[REQUIREMENT 1]
Gather every line of the records that contains the string "step". Case counts.

[SOURCE EXCERPT]

— begin —

S3 Is the New SFTP

Customers want their data. A customer data lake is a great way to give it to them.

Dec 16, 2024

I’ve come to realize that payment providers have a comparatively diverse set of data processing patterns. Fintech startups have transactional workflows that lend themselves to durable execution; they have low-latency processing requirements that benefit from stream processing; they have esoteric double-entry book-keeping systems with strong ACID guarantees; and they have fraud detection use cases that require machine learning (ML) and specialized graph, search, and data warehouse systems.

One of the less glamorous data processing tasks payment providers do is shuffle files between their vendors and partners. Such shuffling usually involves Secure File Transfer Protocol (SFTP). Simply put, SFTP allows you to securely upload or download a file from a server. Much of the US banking system still runs on SFTP servers. Banks and credit card processors exchange files over SFTP to signal when fund transfers complete, when accounts close, and so on. These files are often written in CSV, XML, or fixed-length file formats. How ACH works: A developer perspective is a good read for those that are interested.

— end —

[REQUIREMENT 2]
According to the "S3 Is the New SFTP" post, why do banks and credit card processors exchange files over SFTP? Answer in one to three sentences.

[EXTRACTED INFORMATION]
— begin —

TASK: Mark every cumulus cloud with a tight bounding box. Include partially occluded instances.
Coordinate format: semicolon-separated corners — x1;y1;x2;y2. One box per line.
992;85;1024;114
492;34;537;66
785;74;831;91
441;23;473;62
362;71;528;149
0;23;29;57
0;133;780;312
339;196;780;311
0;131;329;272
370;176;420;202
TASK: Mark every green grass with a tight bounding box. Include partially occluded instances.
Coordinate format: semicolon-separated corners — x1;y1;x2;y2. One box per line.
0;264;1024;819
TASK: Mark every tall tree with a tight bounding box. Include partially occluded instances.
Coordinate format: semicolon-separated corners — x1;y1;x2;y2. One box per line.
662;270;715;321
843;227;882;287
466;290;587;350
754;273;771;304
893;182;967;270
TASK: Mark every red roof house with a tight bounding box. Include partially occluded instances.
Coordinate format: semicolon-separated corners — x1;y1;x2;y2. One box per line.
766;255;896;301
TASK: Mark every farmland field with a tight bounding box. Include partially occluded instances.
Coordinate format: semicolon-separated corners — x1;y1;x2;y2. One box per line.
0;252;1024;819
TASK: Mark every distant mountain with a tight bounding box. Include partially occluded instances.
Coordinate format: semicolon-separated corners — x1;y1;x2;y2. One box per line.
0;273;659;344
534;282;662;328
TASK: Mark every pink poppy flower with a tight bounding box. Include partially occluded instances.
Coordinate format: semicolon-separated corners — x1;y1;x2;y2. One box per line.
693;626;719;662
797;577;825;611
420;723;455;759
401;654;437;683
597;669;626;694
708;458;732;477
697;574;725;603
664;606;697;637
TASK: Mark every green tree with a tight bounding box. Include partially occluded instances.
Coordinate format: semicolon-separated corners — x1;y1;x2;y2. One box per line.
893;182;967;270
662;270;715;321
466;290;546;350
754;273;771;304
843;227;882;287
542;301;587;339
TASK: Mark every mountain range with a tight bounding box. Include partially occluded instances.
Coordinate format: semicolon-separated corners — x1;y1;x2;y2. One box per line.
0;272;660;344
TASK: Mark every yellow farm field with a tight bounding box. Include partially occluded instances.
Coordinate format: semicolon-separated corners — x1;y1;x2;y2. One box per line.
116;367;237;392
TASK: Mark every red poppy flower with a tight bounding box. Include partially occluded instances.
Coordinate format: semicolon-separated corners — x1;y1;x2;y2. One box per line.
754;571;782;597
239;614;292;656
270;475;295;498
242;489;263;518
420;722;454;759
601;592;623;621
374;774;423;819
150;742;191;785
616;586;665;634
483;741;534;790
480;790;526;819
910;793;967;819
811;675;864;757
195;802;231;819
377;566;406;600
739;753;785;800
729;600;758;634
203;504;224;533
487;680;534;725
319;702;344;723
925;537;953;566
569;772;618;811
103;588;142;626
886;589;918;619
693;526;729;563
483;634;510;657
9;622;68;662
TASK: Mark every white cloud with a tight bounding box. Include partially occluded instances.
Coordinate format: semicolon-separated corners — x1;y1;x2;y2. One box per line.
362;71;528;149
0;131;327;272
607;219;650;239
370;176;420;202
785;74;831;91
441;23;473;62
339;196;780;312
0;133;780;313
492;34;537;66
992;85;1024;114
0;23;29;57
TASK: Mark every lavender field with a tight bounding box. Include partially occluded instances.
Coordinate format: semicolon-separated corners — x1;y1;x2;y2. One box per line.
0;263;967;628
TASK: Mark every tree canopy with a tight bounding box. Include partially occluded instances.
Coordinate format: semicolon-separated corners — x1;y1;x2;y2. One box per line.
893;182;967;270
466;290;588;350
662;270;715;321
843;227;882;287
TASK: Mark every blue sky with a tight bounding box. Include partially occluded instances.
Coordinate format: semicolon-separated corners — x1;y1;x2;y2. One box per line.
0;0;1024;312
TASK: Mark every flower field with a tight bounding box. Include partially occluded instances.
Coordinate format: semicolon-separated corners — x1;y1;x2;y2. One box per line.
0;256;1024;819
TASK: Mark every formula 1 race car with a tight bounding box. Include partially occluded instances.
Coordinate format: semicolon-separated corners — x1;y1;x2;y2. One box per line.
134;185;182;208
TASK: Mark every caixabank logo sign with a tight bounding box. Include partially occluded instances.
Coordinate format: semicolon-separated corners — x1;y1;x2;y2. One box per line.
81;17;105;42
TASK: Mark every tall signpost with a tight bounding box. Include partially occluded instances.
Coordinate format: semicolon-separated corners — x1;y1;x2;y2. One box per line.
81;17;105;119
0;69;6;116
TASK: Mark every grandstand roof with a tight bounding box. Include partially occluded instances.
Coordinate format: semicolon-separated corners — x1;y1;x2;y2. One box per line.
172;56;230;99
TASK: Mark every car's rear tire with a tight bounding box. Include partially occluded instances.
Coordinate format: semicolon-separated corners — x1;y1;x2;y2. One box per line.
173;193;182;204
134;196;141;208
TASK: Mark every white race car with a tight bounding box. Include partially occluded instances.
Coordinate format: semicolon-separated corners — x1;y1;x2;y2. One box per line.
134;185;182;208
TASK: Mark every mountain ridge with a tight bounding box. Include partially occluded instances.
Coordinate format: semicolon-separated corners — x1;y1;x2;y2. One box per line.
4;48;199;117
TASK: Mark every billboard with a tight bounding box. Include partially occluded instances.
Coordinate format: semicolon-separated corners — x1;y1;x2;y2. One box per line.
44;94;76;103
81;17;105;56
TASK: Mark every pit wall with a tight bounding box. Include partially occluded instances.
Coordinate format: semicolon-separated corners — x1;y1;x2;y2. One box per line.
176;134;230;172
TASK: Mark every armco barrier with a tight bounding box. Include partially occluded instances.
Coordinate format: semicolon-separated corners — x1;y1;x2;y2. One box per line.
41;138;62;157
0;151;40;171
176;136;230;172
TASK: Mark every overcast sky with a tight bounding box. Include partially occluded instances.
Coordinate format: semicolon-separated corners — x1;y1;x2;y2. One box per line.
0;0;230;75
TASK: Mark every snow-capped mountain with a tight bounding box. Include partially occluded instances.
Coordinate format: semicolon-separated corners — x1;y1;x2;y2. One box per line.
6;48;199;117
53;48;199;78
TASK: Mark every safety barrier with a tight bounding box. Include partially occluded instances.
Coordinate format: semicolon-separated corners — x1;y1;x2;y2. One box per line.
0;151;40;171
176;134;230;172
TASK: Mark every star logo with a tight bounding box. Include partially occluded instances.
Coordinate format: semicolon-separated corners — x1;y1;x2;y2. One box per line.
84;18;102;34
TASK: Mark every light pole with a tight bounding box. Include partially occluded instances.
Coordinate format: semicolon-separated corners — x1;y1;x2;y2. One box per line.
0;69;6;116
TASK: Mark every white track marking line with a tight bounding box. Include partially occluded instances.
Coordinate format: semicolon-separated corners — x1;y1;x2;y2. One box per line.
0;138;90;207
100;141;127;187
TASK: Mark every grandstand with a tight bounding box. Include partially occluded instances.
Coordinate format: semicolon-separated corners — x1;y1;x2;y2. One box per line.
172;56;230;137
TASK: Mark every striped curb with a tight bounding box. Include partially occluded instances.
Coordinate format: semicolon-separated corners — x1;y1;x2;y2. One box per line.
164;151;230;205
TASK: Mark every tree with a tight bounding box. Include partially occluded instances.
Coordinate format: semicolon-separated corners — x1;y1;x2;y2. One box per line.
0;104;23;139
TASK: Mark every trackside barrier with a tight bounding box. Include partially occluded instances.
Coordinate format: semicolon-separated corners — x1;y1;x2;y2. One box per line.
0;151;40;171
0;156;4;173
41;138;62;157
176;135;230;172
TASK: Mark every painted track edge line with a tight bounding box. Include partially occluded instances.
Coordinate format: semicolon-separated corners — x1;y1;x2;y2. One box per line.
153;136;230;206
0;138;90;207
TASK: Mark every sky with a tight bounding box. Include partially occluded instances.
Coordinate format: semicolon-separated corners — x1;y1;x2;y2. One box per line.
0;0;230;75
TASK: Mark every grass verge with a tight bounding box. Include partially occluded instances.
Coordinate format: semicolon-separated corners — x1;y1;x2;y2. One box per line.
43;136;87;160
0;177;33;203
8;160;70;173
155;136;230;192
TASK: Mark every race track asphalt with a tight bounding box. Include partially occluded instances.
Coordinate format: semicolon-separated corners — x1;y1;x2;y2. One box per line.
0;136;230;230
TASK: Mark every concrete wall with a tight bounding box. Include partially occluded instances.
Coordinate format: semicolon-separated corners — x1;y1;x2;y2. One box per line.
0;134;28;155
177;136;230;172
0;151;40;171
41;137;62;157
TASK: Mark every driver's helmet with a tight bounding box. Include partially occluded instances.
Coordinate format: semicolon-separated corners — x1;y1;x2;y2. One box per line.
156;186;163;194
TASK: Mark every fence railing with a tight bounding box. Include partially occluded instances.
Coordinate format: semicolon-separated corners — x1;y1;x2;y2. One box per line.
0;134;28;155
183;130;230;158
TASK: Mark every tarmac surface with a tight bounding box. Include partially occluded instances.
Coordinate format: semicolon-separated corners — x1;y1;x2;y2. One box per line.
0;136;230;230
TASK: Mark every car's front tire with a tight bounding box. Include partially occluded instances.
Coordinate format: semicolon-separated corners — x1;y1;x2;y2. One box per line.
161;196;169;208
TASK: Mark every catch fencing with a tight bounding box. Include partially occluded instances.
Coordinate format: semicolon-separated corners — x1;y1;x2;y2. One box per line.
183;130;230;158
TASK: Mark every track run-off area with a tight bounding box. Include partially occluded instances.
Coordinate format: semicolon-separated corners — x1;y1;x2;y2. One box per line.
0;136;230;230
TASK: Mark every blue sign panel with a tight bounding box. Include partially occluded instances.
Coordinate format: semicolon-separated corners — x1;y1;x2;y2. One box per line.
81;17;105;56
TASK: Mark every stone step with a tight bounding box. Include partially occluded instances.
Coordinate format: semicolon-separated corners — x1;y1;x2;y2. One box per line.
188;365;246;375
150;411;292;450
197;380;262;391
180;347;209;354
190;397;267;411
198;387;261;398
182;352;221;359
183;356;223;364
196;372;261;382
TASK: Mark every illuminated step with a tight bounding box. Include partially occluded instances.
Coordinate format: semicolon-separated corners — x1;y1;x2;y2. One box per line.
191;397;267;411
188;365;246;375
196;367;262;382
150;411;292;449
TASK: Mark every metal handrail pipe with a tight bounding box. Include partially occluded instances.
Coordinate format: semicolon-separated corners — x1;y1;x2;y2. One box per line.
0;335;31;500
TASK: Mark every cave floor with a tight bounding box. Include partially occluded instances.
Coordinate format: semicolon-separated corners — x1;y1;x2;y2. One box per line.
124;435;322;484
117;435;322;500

— end —

[RIGHT ANSWER 1]
TASK: Mark every stone step with a tight bounding box. Include partially occluded instances.
TASK: Mark every illuminated step with a tight bounding box. Include partially occluded instances.

[RIGHT ANSWER 2]
They exchange files over SFTP to signal events such as the completion of fund transfers and the closing of accounts.